- _TRY IT_: Copy out the article below on rebranding disability insurance word for word, in full.

- _PASSAGE PROVIDED_:
..........

This insurance agent thinks disability insurance deserves a rebrand, and he's a doctor


If you already have disability insurance, keep reading as well. I have a great tip for you from personal experience that made a difference in the job I selected.

Let’s start with an important rebrand for “disability insurance.” What does it protect? Income! Car insurance is not called crash insurance. House insurance is not called burnt house insurance. And unlike a car or a house, it protects an asset with 10-20 times as much value as a million-dollar house.

Dr. Trevor Smith

So, let’s call it what it is: “income protection insurance.”

It’s always a bit nerdy when I talk about how much I appreciate insurance that protects lifelong income. I often make an argument that it is simply one of the best products that exists, especially for high-income earners with lots of debt. Many of us doctors are in that category and are not even slightly jealous of our friends whose parents paid for school (I’m looking at you not-her-real-name-Mary).

Disability is not the catchiest name for a product, but it is more pronounceable than “ophthalmology” and way easier to spell. This is my specialty, and I can’t believe we still haven’t gone with “eye surgeon,” but I digress.

So, let’s rebrand “disability insurance” for the sake of clarity:

I personally like to think of it as a monthly subscription for a soft landing in a worst-case scenario. Call me a millennial, but it just goes down smoother in my mind as a subscription a la Netflix ... and the four other streaming services that someone gave me a password to – if you’re a 55-year-old GI specialist, I know you’re on the Spotify family plan, too. No judgment from me.

So, for $15, you get a bunch of movies with Netflix, and, for $150-$300, you cover a lifetime of income. That’s a pretty decent service even without “The Office.”

Disability insurance often covers at least $15-$20 million dollars over a lifetime of earnings for only 1%-2% of your salary per year.

But I’ll pause here. The numbers are irrelevant if you never get the insurance.

I have one goal for this article, and it is simply to try to help you break down that procrastination habit we all have. I will have added immense value to at least one family’s life if you go and get a policy this week that saves your family from substantial loss of income. This is why I love insurance.

Doctors sacrifice essential life steps to get through training. But we are not alone in that.

Tim Kasser, PhD, puts it well when he said: “We live in a machine that is designed to get us to neglect what is important about life.” Here he is talking about relationships, but securing financial protection is loving to those closest to us.

So, what holds us back from taking a seemingly easy step like locking in disability insurance early in training?

Is it the stress of residency? Studying for Step 1? Moving cities and finding a home during a housing crisis? Job change during COVID? Is it because we have already put it off so long that we don’t want to think about it?

..........

Collection entries:
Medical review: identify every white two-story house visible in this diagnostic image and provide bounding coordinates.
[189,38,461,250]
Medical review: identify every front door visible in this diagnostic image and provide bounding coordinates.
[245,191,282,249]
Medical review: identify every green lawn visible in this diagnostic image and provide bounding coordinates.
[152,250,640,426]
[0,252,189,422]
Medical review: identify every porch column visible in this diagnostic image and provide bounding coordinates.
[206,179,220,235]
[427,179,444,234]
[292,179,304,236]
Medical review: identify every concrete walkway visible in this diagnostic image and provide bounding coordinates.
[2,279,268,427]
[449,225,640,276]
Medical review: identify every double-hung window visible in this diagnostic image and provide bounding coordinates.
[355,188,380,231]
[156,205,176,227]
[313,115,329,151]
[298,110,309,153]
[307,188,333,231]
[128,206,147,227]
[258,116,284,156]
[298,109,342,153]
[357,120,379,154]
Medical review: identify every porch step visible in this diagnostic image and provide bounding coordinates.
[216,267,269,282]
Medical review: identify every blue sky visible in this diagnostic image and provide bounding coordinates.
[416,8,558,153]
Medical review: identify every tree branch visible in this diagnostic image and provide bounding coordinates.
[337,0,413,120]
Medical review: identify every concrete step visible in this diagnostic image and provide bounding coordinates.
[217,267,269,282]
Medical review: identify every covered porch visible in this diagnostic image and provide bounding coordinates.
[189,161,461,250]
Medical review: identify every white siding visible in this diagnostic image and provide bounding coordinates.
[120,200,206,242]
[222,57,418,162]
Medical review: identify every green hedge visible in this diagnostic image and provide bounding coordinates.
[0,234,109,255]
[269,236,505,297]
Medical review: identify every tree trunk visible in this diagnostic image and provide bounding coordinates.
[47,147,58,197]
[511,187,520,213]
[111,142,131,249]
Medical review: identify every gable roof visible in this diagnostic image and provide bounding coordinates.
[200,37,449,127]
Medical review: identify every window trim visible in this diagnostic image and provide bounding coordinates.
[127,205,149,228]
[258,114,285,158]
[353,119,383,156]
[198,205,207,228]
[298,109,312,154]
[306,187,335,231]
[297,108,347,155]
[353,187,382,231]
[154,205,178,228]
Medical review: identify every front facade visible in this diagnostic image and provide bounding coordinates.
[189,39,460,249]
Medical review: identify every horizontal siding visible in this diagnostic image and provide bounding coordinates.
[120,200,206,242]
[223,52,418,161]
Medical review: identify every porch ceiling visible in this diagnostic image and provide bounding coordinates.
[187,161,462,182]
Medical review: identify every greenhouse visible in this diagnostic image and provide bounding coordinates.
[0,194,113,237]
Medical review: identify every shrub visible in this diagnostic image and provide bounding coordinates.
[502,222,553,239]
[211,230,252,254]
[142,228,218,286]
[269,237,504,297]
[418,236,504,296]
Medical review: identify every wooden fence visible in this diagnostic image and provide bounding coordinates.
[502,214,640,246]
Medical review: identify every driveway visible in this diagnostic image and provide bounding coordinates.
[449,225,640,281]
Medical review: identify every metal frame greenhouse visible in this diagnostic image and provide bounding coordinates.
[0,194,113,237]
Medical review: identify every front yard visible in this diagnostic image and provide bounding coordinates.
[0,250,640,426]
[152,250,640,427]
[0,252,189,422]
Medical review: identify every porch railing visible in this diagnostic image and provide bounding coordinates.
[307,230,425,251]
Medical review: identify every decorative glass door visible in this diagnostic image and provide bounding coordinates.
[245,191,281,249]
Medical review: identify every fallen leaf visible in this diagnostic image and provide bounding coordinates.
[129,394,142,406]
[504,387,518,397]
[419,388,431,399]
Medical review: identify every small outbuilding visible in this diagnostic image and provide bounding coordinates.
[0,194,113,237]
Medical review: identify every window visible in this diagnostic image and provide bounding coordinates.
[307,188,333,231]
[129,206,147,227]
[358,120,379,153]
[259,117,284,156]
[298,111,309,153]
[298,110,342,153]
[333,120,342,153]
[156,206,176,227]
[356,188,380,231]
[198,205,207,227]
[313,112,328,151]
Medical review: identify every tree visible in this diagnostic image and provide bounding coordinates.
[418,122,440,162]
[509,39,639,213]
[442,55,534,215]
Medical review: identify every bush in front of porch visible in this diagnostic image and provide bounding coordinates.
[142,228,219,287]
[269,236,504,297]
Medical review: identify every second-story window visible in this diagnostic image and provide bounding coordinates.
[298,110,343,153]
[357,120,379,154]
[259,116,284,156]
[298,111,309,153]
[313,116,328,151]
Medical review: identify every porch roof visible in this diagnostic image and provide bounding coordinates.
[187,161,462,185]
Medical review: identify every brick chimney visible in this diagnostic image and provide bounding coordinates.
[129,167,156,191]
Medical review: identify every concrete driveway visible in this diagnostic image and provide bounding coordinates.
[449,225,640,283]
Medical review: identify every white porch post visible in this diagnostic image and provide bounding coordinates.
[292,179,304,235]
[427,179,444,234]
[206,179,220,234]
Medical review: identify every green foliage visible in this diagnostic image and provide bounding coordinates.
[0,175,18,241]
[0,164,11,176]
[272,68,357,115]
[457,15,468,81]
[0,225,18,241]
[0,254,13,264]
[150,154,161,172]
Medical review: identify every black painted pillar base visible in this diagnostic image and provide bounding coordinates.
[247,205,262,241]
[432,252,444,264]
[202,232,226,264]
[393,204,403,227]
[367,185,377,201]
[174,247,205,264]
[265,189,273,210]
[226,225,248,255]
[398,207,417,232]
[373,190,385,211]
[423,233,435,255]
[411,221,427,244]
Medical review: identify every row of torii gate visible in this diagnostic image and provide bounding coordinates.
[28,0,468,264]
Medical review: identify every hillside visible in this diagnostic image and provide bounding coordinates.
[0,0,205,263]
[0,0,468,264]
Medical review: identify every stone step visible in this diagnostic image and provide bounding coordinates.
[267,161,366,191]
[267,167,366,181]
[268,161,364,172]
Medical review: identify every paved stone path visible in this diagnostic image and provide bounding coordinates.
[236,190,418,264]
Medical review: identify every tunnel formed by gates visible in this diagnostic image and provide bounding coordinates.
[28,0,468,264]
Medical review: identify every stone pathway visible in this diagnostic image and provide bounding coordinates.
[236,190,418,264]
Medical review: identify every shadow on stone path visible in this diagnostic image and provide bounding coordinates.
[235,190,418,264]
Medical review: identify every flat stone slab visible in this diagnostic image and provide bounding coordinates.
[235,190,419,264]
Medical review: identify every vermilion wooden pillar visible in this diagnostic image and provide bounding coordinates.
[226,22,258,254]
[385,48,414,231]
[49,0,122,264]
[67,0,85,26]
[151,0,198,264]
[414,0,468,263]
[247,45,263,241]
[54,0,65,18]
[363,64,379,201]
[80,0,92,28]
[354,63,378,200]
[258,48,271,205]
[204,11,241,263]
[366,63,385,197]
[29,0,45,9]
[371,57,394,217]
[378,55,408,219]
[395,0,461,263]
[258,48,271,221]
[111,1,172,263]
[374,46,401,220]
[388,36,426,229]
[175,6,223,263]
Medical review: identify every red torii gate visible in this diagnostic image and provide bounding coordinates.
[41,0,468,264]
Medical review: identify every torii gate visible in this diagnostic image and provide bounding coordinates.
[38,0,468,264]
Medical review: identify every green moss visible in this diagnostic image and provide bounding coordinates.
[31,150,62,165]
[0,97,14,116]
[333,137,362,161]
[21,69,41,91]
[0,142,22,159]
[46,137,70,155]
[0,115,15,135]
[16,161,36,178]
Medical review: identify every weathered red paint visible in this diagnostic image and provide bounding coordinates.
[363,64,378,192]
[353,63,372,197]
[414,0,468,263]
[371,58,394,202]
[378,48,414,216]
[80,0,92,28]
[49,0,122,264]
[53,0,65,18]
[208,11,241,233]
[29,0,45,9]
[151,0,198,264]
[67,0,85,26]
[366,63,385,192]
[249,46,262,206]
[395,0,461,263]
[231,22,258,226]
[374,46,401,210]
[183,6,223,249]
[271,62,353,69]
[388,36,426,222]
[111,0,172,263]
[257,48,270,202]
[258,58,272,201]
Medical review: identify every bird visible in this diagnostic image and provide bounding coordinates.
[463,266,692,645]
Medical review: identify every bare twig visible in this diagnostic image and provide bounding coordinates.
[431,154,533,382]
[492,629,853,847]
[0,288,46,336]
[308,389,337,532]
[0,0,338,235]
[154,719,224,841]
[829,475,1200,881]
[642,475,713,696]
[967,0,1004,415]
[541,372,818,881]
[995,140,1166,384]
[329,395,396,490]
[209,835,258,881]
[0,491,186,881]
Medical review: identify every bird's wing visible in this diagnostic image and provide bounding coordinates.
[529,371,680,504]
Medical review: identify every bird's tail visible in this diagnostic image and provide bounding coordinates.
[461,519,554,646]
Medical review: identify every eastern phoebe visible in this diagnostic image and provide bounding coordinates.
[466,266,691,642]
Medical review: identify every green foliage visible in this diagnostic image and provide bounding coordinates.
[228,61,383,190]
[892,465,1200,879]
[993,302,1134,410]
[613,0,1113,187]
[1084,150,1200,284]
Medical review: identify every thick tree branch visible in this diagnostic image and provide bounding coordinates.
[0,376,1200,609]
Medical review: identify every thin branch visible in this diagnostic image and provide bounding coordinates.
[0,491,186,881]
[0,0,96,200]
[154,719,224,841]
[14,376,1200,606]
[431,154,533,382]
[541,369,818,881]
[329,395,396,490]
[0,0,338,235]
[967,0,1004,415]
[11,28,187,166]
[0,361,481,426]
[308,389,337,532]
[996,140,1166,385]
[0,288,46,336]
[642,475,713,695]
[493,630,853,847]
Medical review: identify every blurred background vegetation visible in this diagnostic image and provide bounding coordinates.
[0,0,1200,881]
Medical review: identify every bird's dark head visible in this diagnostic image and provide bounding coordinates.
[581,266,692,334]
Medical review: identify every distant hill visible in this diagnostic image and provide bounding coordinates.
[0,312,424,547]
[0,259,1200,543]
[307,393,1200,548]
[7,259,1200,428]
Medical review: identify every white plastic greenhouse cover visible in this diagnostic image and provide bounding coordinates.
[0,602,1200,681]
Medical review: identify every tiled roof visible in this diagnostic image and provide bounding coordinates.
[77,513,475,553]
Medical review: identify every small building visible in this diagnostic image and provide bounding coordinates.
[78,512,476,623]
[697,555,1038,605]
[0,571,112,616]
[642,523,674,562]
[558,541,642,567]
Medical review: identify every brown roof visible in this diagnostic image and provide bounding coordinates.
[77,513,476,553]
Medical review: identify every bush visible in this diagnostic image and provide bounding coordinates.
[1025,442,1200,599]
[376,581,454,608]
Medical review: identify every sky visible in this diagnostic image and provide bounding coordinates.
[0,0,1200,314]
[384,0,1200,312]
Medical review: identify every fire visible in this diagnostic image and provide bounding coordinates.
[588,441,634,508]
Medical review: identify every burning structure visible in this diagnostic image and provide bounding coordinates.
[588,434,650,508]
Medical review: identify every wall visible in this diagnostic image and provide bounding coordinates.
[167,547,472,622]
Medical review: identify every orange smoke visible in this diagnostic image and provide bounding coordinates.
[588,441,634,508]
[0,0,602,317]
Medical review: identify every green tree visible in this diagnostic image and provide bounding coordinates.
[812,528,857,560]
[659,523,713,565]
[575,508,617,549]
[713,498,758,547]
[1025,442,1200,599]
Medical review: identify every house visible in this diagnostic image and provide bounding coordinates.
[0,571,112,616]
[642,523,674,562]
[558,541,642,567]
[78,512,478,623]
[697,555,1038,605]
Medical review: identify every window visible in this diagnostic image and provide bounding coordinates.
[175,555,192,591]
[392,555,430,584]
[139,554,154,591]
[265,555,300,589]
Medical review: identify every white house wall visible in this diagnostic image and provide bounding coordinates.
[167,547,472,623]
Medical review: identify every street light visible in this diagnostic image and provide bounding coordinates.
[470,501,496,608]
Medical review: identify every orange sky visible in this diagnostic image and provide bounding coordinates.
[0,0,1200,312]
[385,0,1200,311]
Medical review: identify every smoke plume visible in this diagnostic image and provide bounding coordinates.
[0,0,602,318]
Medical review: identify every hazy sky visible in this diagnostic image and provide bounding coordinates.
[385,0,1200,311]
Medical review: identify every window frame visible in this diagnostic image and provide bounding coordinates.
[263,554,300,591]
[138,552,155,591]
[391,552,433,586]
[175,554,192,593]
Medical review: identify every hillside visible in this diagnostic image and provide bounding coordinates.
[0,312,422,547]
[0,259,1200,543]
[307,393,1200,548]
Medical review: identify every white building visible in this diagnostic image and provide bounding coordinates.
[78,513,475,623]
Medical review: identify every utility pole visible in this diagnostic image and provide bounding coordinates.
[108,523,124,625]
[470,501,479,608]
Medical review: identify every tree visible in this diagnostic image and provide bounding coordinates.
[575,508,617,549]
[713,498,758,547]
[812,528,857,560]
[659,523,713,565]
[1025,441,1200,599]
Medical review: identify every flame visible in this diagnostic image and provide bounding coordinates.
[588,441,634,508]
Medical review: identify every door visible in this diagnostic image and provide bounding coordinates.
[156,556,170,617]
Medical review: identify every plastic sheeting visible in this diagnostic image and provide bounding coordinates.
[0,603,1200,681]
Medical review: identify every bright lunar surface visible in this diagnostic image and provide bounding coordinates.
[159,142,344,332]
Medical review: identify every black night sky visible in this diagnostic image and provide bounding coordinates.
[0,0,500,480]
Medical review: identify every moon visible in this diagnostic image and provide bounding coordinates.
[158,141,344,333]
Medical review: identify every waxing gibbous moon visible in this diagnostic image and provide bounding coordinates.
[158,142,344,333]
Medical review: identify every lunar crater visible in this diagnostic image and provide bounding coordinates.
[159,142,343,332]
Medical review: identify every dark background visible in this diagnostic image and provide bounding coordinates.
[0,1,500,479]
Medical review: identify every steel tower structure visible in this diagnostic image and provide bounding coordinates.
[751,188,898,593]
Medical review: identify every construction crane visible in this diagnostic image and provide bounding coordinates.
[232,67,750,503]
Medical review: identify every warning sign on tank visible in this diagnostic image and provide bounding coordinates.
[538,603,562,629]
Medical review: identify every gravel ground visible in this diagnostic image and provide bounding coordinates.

..........

- _RESULT_:
This insurance agent thinks disability insurance deserves a rebrand, and he's a doctor


If you already have disability insurance, keep reading as well. I have a great tip for you from personal experience that made a difference in the job I selected.

Let’s start with an important rebrand for “disability insurance.” What does it protect? Income! Car insurance is not called crash insurance. House insurance is not called burnt house insurance. And unlike a car or a house, it protects an asset with 10-20 times as much value as a million-dollar house.

Dr. Trevor Smith

So, let’s call it what it is: “income protection insurance.”

It’s always a bit nerdy when I talk about how much I appreciate insurance that protects lifelong income. I often make an argument that it is simply one of the best products that exists, especially for high-income earners with lots of debt. Many of us doctors are in that category and are not even slightly jealous of our friends whose parents paid for school (I’m looking at you not-her-real-name-Mary).

Disability is not the catchiest name for a product, but it is more pronounceable than “ophthalmology” and way easier to spell. This is my specialty, and I can’t believe we still haven’t gone with “eye surgeon,” but I digress.

So, let’s rebrand “disability insurance” for the sake of clarity:

I personally like to think of it as a monthly subscription for a soft landing in a worst-case scenario. Call me a millennial, but it just goes down smoother in my mind as a subscription a la Netflix ... and the four other streaming services that someone gave me a password to – if you’re a 55-year-old GI specialist, I know you’re on the Spotify family plan, too. No judgment from me.

So, for $15, you get a bunch of movies with Netflix, and, for $150-$300, you cover a lifetime of income. That’s a pretty decent service even without “The Office.”

Disability insurance often covers at least $15-$20 million dollars over a lifetime of earnings for only 1%-2% of your salary per year.

But I’ll pause here. The numbers are irrelevant if you never get the insurance.

I have one goal for this article, and it is simply to try to help you break down that procrastination habit we all have. I will have added immense value to at least one family’s life if you go and get a policy this week that saves your family from substantial loss of income. This is why I love insurance.

Doctors sacrifice essential life steps to get through training. But we are not alone in that.

Tim Kasser, PhD, puts it well when he said: “We live in a machine that is designed to get us to neglect what is important about life.” Here he is talking about relationships, but securing financial protection is loving to those closest to us.

So, what holds us back from taking a seemingly easy step like locking in disability insurance early in training?

Is it the stress of residency? Studying for Step 1? Moving cities and finding a home during a housing crisis? Job change during COVID? Is it because we have already put it off so long that we don’t want to think about it?